REQUIRED TASK A: Retype the Ethernet over EtherCAT passage from "Frames sent to" to "the virtual interfaces.".

SOURCE DOCUMENT:
****

The EtherCAT master implements the
Ethernet over EtherCAT\nomenclature{EoE}{Ethernet over EtherCAT, Mailbox
Protocol} mailbox protocol~\cite[sec.~5.7]{alspec} to enable the tunneling of
Ethernet frames to special slaves, that can either have physical Ethernet
ports to forward the frames to, or have an own IP stack to receive the frames.

\paragraph{Virtual Network Interfaces}

The master creates a virtual EoE network interface for every EoE-capable
slave. These interfaces are called either

\begin{description}

\item[eoeXsY] for a slave without an alias address (see
sec.~\ref{sec:ethercat-alias}), where X is the master index and Y is the
slave's ring position, or

\item[eoeXaY] for a slave with a non-zero alias address, where X is the master
index and Y is the decimal alias address.

\end{description}

Frames sent to these interfaces are forwarded to the associated slaves by the
master. Frames, that are received by the slaves, are fetched by the master and
forwarded to the virtual interfaces.

This bears the following advantages:

\begin{itemize}

\item Flexibility: The user can decide, how the EoE-capable slaves are
interconnected with the rest of the world.

\item Standard tools can be used to monitor the EoE activity and to configure
the EoE interfaces.

\item The Linux kernel's layer-2-bridging implementation (according to the
IEEE 802.1D MAC Bridging standard) can be used natively to bridge Ethernet
traffic between EoE-capable slaves.

\item The Linux kernel's network stack can be used to route packets between
EoE-capable slaves and to track security issues, just like having physical
network interfaces.

\end{itemize}

\paragraph{EoE Handlers}

The virtual EoE interfaces and the related functionality is encapsulated in
the \lstinline+ec_eoe_t+ class. An object of this class is called ``EoE
handler''. For example the master does not create the network interfaces
directly: This is done inside the constructor of an EoE handler. An EoE
handler additionally contains a frame queue. Each time, the kernel passes a
new socket buffer for sending via the interface's
\lstinline+hard_start_xmit()+ callback, the socket buffer is queued for
transmission by the EoE state machine (see below). If the queue gets filled
up, the passing of new socket buffers is suspended with a call to
\lstinline+netif_stop_queue()+.

****

REQUIRED TASK B: Extract each line of the listing that contains the string "sock", matching case.

(Point-based annotation data)
****

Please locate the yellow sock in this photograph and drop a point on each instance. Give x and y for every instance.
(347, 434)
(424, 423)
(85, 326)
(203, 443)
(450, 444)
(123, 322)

****

WRITTEN SOLUTION A:
Frames sent to these interfaces are forwarded to the associated slaves by the
master. Frames, that are received by the slaves, are fetched by the master and
forwarded to the virtual interfaces.

WRITTEN SOLUTION B:
Please locate the yellow sock in this photograph and drop a point on each instance. Give x and y for every instance.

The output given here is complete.